Report each line of the listing below that contains the word "lake", copying every such line in full.

▶ STORED RECORDS:
—————
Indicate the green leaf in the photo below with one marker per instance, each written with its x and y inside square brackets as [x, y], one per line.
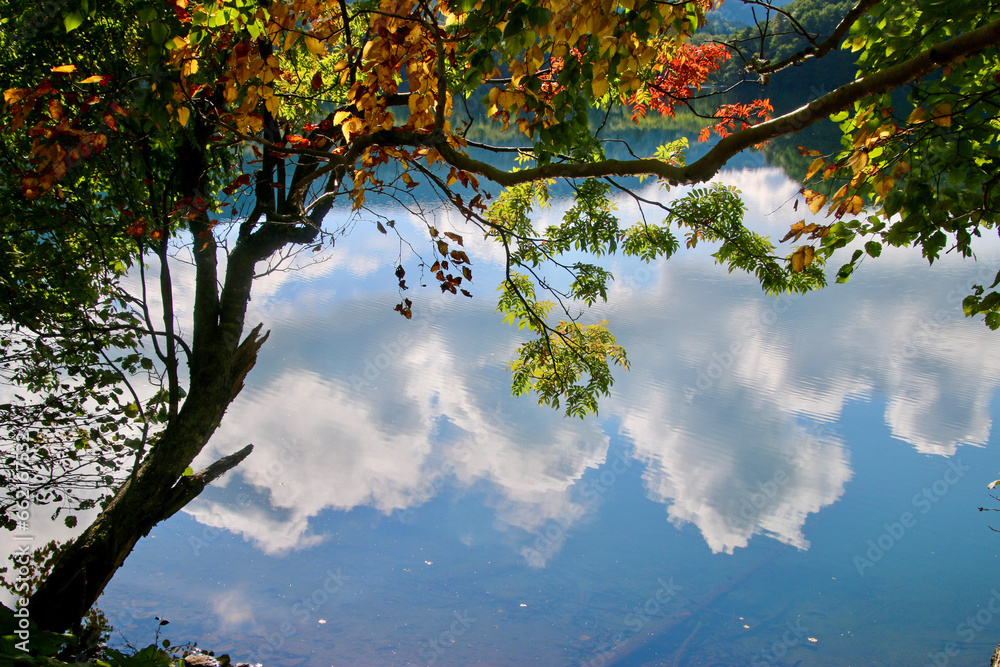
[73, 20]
—————
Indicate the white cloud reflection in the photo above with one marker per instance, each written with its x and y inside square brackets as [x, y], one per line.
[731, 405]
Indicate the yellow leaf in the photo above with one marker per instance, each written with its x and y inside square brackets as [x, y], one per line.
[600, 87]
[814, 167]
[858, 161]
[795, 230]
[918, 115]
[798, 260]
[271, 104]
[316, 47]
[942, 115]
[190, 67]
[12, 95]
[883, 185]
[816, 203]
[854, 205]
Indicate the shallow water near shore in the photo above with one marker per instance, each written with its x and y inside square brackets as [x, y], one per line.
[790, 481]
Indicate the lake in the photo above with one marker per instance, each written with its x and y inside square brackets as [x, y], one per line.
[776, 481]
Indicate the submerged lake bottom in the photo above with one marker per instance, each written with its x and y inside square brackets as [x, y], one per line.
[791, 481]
—————
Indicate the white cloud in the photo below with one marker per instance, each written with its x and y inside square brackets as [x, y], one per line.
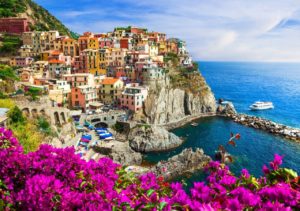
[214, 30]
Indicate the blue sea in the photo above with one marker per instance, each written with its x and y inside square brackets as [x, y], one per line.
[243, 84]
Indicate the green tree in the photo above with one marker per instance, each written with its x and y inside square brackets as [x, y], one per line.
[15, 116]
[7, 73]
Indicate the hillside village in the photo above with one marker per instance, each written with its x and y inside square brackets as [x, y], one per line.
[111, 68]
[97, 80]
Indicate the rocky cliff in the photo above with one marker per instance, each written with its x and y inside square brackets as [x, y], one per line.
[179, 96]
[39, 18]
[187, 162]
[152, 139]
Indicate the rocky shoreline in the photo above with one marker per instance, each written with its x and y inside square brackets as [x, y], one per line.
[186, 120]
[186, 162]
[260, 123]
—————
▶ ANSWER FOR THE TASK:
Indicate the lake in the photo above with one marker per instance, each written with its x and y inside square brackets as [x, y], one per line.
Indicate the submerged lake bottom in the photo above with one marker per instance, each written with its x and y inside square brackets as [x, y], one per line.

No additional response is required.